═══ Supplied material ═══

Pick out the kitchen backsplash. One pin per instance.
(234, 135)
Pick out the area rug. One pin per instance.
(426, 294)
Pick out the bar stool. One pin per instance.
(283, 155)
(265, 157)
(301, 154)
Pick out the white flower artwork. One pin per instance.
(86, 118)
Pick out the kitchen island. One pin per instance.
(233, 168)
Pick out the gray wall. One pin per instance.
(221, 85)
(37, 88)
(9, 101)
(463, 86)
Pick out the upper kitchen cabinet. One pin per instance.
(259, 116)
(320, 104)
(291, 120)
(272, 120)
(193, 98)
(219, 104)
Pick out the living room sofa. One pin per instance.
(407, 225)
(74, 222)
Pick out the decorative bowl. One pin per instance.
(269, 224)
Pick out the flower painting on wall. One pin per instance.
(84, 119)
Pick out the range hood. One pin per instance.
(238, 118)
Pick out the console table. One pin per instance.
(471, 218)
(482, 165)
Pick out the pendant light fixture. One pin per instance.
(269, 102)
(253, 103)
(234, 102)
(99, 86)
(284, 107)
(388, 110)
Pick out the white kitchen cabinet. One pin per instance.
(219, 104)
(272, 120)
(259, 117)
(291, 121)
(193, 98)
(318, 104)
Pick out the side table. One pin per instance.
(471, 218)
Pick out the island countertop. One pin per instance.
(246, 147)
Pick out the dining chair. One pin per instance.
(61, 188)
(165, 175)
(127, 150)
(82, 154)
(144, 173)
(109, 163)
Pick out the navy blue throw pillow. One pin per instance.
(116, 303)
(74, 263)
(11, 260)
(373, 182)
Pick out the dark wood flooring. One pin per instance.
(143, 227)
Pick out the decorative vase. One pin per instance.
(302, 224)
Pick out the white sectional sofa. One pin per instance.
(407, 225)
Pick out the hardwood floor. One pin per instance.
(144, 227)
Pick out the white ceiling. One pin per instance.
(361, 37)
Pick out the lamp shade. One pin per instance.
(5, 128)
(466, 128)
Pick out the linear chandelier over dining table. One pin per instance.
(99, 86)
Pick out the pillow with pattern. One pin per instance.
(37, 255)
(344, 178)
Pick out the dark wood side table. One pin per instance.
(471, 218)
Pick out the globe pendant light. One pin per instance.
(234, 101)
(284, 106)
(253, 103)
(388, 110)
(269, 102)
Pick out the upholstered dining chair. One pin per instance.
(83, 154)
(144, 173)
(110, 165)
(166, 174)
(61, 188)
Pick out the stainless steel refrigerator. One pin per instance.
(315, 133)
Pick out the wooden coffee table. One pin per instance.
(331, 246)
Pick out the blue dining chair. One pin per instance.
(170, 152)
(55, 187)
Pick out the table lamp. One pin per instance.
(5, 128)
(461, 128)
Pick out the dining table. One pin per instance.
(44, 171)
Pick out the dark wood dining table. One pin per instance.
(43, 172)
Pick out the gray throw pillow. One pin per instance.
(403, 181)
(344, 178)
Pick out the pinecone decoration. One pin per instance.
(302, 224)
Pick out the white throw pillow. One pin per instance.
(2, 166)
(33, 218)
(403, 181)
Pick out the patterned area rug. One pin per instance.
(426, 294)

═══

- **Problem statement**: Set down the entries verbatim, leaving none out.

- **Response area**:
Pick out the kitchen backsplash. One pin per instance.
(234, 135)
Pick out the area rug. One pin per instance.
(426, 294)
Pick out the bar stool. One pin per instance.
(283, 155)
(265, 157)
(301, 154)
Pick out the white flower artwork. One pin per instance.
(86, 118)
Pick out the kitchen island. One pin per instance.
(233, 168)
Pick out the gray wall. One pin per instance.
(221, 85)
(37, 88)
(9, 101)
(463, 86)
Pick out the upper kitchen cabinet. One pin per instance.
(259, 116)
(320, 104)
(291, 120)
(272, 120)
(193, 98)
(219, 104)
Pick out the living room sofa. One pin per instance.
(407, 225)
(74, 222)
Pick out the decorative bowl. One pin per instance.
(269, 224)
Pick out the flower painting on wall. One pin per instance.
(84, 119)
Pick out the range hood. One pin per instance.
(238, 118)
Pick out the console table. One pin per instance.
(471, 218)
(482, 165)
Pick out the pendant light fixture. One pin per instance.
(269, 102)
(253, 103)
(234, 102)
(99, 86)
(284, 107)
(388, 110)
Pick out the white kitchen cabinet. One pin per instance.
(219, 104)
(272, 120)
(259, 117)
(291, 121)
(193, 98)
(318, 104)
Pick out the side table. One pin per instance.
(471, 218)
Pick out the island countertop. One pin per instance.
(246, 147)
Pick out the dining chair. One pin per instance.
(61, 188)
(165, 175)
(127, 150)
(82, 154)
(144, 173)
(109, 163)
Pick out the navy blue throw pillow. One pin per instance.
(116, 303)
(74, 263)
(11, 260)
(373, 182)
Pick out the dark wood flooring. One pin per instance.
(143, 227)
Pick out the decorative vase. One pin per instance.
(302, 224)
Pick out the white sectional sofa. One pin per instance.
(407, 225)
Pick out the hardwood floor. One pin per instance.
(144, 227)
Pick out the white ceiling. One pin per instance.
(361, 37)
Pick out the lamp shade. One pin per instance.
(5, 128)
(466, 128)
Pick out the linear chandelier over dining table. One pin per instance.
(99, 86)
Pick out the pillow with pattern. One pin per instance.
(37, 255)
(344, 178)
Pick out the dark wood side table. One pin per instance.
(471, 218)
Pick out the globe pendant light. One pin per instance.
(234, 101)
(284, 106)
(253, 103)
(388, 110)
(269, 102)
Pick out the upholstered dining chair. One pin per instance.
(83, 154)
(144, 173)
(110, 165)
(166, 174)
(61, 188)
Pick out the stainless steel refrigerator. One pin per instance.
(315, 133)
Pick out the wooden coffee table. One pin per instance.
(331, 246)
Pick out the blue dining chair. One pin per instance.
(170, 152)
(55, 187)
Pick out the table lamp. One pin per instance.
(5, 128)
(461, 128)
Pick out the dining table. One pin per instance.
(44, 171)
Pick out the dark wood dining table. One pin per instance.
(43, 172)
Pick out the gray throw pillow. One pin per instance.
(403, 181)
(344, 178)
Pick out the pinecone decoration. One pin per instance.
(302, 224)
Pick out the white throw pillow. One pin per instance.
(2, 166)
(33, 218)
(403, 181)
Pick out the patterned area rug. One pin per instance.
(426, 294)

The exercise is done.